Texto proporcionado:
.....
Su entusiasmo y sus propuestas innovadoras le valieron la admiración y el aprecio de la naciente Conferencia Episcopal de Guatemala. Algunos quisieron proponerle para Obispo, pero él se negó; quería sentirse libre cuando acabara la etapa como Administrador Apostólico. “¡Cómo nos hace de falta el Padre Jenaro!”, comentaba años después un obispo guatemalteco, lamentando el conformismo del Episcopado…
Había participado, en 1965, en la última sesión del Concilio Vaticano II. Hablaba con entusiasmo de las orientaciones del Concilio. Soñaba con una Iglesia renovada, para hacer más presente y cercano el Evangelio en medio del pueblo. Vibraba de emoción al hablar de la colegialidad, del diálogo de la Iglesia con el mundo, de una Iglesia sencilla y pobre, abierta a los pobres…
En 1969, la II Asamblea General del IEME lo eligió Director General. Se abría una etapa dinámica y conflictiva en la vida del IEME, y a él le tocó pilotar el traslado de la institución a Madrid, la remodelación de la estructura del seminario, la apertura de nuevos campos de misión en barrios marginados de Sao Paulo (Brasil) y la República Dominicana, en la zona minera de Ndola (Zambia), en los “pueblos jóvenes” de Ica (Perú) y en el nordeste brasileño.
.....
(Fragmentos de datos)
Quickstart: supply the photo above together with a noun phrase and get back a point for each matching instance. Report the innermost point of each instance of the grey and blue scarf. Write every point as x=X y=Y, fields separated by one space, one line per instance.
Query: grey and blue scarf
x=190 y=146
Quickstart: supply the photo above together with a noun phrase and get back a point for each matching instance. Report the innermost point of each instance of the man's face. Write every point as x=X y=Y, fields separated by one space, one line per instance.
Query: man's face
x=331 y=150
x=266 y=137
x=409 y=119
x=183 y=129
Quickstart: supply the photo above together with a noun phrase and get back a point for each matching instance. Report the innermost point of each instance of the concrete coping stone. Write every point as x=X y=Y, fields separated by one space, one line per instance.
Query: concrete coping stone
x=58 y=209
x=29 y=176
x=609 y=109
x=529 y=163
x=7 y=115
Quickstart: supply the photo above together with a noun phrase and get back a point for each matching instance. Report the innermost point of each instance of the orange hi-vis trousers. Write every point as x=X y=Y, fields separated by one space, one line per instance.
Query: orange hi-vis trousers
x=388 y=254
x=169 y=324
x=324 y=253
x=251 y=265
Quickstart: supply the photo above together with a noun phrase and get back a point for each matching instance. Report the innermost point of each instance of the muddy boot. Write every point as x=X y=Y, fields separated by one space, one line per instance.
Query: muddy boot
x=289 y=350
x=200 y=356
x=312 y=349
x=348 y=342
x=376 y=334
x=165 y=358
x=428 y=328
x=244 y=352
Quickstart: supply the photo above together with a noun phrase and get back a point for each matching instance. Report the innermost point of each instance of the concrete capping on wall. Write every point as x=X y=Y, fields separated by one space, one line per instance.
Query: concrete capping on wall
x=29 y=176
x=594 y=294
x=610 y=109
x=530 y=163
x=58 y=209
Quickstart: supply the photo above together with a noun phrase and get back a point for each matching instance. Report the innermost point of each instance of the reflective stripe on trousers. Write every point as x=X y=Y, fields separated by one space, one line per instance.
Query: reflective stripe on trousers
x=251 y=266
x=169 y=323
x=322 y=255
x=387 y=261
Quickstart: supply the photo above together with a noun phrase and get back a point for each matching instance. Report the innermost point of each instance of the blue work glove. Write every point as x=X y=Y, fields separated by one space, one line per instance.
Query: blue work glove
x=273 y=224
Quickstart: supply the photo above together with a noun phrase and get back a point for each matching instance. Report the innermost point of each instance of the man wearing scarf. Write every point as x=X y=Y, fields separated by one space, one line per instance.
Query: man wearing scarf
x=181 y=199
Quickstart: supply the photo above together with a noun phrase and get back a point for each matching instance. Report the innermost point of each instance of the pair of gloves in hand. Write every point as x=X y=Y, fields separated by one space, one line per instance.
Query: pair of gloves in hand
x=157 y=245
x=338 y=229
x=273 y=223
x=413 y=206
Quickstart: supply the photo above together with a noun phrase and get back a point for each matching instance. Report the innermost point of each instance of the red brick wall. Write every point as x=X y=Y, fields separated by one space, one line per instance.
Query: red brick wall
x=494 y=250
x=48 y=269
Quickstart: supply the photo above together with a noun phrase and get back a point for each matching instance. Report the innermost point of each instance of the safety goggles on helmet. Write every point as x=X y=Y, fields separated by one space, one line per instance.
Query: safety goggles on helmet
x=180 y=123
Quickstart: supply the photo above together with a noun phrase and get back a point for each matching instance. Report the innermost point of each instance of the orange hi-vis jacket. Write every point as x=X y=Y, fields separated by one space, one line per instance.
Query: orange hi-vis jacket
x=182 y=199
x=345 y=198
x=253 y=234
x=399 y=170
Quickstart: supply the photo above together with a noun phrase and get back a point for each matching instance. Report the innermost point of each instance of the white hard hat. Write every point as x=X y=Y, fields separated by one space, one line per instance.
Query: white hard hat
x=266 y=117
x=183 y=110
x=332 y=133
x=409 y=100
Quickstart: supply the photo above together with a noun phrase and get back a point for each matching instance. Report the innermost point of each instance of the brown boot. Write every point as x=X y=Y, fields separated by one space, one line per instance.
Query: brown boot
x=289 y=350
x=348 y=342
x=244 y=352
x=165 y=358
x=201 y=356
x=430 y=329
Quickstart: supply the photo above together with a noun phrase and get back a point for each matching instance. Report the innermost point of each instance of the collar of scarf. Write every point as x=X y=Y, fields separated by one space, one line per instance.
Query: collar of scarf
.....
Aplica lo leído:
1 > Según el texto sobre el Padre Jenaro, ¿para qué cargo lo eligió en 1969 la II Asamblea General del IEME?
2 > Prosigue el texto sobre el Padre Jenaro a partir de su última oración.

Resultados del ejercicio:
1 > Lo eligió Director General.

2 >
Era feliz visitando a los grupos misioneros, a los que contagiaba vitalidad y pasión misionera, Pero tampoco le faltaron sufrimientos. Quizá los más importantes fueran la expulsión de tres misioneros de Colombia y la posterior salida de todo el grupo, después de misionar durante 50 años en la región del San Jorge. Y la prisión de dos misioneros durante 22 meses en Mozambique, así como la expulsión de otros ocho, por estar al lado del pueblo cuando éste luchaba por la independencia.
Al terminar su período como Director General, en 1974, se incorporó como misionero de a pie al grupo de Sao Paulo-Marilia, en Brasil. Fue para todos un testimonio hermoso y convincente. Al principio le costó acomodarse a la agitación en aquellas barriadas de gente amontonada, pero pronto se adaptó y se hizo querer.
En 2008 comenzaron a pesarle los años (iba a cumplir 80), y se regresó a España, donde encontró un nuevo hogar en las Hermanitas de los Pobres, en Madrid. Allí estuvo hasta el 24 de enero de 2013, cuando pasó a las manos del Padre.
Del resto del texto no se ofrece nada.